• EXTRAIT À LIRE
....................

(Billet 510) – La démocratie, ce mirage à la marocaine…

(Billet 510) – La démocratie, ce mirage à la marocaine…

Elle était en éternelle transition, et elle revêt aujourd’hui la forme d’un mirage qui s’estompe et s’éloigne à mesure qu’on en approche. La démocratie pure et parfaite, sous nos cieux, est aussi glissante, fuyante qu’une savonnette mouillée, qui glisse et nous échappe chaque fois qu’on la saisit. Il est vrai qu’avec un Etat chatouilleux, un électorat sourcilleux et une classe politique timorée et pusillanime, il est difficile d’ancrer une vraie démocratie.

....................

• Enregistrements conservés
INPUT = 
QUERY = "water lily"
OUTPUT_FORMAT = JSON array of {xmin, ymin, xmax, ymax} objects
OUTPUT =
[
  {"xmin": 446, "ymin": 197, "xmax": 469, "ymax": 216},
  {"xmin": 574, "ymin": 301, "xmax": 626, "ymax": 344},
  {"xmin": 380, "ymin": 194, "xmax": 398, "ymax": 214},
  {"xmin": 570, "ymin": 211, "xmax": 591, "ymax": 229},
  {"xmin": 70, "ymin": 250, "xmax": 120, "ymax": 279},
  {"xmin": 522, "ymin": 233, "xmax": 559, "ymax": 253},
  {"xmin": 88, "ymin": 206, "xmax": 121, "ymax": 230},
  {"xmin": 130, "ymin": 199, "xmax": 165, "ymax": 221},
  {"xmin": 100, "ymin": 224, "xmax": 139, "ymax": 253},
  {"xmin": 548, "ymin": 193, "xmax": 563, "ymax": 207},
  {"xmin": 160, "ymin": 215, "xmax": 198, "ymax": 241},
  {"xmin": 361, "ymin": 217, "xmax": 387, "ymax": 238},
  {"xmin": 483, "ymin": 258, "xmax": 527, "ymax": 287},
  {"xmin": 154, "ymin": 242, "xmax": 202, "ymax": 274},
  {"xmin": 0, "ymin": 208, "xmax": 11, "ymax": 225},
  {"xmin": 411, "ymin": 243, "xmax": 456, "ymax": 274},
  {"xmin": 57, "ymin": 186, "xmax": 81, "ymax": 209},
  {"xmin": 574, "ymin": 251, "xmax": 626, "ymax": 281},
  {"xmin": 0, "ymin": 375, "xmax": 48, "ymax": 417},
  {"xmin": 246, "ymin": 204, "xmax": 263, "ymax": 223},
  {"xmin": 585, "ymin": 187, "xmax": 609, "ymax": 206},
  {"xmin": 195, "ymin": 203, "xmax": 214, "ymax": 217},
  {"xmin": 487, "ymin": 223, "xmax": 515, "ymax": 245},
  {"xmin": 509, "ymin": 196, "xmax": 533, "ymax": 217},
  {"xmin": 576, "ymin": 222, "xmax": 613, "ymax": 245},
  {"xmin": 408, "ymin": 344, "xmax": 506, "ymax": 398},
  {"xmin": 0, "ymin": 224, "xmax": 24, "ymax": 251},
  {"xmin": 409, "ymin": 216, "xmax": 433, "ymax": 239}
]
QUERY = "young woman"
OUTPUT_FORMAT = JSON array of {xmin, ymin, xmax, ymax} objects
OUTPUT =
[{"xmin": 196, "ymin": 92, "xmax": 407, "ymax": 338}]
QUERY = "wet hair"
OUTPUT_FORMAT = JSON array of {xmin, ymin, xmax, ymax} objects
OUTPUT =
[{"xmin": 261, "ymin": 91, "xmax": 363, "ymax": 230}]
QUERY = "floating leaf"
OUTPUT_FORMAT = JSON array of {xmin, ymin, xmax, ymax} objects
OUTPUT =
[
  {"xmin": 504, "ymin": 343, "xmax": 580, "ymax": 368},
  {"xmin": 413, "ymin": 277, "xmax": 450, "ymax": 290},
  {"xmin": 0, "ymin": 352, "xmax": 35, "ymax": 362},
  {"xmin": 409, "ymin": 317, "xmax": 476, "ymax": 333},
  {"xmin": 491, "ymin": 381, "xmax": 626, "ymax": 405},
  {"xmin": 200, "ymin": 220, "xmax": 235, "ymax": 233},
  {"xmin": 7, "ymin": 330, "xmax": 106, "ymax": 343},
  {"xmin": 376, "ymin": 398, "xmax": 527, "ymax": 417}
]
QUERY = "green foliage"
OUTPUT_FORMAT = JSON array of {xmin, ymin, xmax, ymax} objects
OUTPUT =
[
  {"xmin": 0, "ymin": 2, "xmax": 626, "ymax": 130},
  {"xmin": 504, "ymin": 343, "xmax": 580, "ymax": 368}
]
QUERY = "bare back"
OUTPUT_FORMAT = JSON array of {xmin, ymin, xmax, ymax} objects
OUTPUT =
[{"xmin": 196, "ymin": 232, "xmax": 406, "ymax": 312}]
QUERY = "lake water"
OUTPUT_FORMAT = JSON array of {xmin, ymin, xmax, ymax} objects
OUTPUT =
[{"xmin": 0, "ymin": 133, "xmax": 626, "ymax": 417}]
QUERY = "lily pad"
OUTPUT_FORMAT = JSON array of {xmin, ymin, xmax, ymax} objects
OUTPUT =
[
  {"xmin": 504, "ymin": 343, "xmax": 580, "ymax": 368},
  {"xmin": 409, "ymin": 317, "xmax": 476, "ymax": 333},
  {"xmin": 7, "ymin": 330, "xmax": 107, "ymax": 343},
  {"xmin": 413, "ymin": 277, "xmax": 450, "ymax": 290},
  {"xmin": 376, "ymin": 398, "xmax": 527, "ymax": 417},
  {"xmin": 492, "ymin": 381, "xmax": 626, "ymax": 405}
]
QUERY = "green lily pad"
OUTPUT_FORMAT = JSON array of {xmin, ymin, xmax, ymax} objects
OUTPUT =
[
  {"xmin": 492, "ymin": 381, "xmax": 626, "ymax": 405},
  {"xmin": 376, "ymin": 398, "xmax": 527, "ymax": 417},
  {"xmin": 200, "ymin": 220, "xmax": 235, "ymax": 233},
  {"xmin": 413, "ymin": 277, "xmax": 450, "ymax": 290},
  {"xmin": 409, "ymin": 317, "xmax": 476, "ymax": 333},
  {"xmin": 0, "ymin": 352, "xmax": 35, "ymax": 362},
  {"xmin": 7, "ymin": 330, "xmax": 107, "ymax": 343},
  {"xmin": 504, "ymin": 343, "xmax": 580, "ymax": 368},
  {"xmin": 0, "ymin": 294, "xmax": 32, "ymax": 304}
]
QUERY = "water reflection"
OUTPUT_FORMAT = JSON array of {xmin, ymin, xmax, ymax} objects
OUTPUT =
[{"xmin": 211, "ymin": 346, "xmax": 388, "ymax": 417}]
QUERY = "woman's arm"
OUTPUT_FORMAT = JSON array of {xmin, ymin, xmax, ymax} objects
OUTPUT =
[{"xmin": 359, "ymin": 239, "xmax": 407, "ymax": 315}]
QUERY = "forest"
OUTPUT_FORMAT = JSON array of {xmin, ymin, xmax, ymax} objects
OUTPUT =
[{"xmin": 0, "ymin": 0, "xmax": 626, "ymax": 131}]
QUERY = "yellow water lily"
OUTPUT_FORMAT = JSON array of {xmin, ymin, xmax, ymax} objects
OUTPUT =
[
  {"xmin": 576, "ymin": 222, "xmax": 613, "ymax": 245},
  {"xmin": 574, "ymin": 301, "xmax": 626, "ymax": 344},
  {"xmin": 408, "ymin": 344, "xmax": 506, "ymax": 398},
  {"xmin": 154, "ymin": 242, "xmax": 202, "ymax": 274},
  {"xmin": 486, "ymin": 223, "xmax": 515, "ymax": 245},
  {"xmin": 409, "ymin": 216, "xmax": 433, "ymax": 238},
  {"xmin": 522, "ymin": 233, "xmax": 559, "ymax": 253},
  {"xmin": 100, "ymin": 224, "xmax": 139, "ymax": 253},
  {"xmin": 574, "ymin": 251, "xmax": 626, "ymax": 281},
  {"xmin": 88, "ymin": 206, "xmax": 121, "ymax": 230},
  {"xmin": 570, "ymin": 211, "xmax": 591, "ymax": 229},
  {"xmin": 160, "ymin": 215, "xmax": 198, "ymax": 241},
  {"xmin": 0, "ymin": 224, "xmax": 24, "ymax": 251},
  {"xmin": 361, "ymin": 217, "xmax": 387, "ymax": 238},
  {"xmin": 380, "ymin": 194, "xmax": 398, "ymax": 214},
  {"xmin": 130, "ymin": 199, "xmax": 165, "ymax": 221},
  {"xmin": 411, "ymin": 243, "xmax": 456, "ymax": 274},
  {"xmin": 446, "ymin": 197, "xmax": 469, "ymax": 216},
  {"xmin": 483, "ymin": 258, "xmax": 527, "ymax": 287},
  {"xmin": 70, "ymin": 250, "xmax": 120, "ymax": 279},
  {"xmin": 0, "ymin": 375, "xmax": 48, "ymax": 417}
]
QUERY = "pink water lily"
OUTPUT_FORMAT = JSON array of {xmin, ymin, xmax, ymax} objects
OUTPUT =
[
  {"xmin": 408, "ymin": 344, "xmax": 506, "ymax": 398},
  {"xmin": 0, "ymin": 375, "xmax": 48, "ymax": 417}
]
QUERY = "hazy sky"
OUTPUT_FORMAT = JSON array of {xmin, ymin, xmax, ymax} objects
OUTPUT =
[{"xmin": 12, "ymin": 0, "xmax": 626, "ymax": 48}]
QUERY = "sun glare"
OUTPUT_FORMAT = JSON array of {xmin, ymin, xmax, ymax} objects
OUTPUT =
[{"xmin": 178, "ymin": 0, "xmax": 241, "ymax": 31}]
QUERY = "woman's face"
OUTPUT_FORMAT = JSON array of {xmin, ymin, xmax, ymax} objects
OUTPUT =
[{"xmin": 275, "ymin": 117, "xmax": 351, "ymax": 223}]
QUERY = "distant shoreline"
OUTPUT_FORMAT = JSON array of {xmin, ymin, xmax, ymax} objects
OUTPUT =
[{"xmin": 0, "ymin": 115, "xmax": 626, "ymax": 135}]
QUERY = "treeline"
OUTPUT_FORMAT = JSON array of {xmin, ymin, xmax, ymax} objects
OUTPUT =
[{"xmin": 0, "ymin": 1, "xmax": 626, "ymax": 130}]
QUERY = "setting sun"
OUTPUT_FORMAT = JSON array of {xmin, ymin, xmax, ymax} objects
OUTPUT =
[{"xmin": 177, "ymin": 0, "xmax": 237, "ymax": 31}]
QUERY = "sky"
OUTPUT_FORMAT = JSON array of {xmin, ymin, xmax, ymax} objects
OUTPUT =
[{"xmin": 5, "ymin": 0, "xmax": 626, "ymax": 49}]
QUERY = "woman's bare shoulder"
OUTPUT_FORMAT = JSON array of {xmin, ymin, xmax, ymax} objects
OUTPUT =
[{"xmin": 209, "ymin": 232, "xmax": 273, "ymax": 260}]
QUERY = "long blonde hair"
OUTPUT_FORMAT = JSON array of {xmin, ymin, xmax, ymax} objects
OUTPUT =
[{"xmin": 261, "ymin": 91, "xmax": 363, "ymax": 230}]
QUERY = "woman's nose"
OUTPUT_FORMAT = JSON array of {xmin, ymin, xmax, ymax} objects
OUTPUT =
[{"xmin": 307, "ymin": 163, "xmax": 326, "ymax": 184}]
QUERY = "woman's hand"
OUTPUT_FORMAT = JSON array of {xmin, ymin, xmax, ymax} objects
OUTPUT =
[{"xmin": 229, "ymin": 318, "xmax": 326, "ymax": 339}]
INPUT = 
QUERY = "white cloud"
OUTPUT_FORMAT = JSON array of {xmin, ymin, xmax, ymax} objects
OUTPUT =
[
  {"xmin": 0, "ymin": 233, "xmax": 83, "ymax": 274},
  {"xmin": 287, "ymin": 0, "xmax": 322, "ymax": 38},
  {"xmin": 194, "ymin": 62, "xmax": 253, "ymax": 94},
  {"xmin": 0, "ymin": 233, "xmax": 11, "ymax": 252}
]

....................

• CONSIGNES
**1)** Dites si chacune de ces phrases est conforme à l'extrait sur la démocratie au Maroc : (a) la démocratie y est comparée à une savonnette mouillée ; (b) la classe politique y est décrite comme courageuse ; (c) le mirage se rapproche à mesure qu'on avance vers lui. Répondez par oui ou non et citez chaque fois les mots de l'extrait qui le montrent.
**2)** D'après l'extrait sur la démocratie au Maroc, dans quel état se trouvait la démocratie avant de prendre la forme d'un mirage ?
Répondez en vous servant uniquement de l'extrait.

• RÉPONSES DÉTAILLÉES
**1)**
(a) Oui : « aussi glissante, fuyante qu’une savonnette mouillée ».
(b) Non : « une classe politique timorée et pusillanime ».
(c) Non : « un mirage qui s’estompe et s’éloigne à mesure qu’on en approche ».

**2)** Elle était en éternelle transition.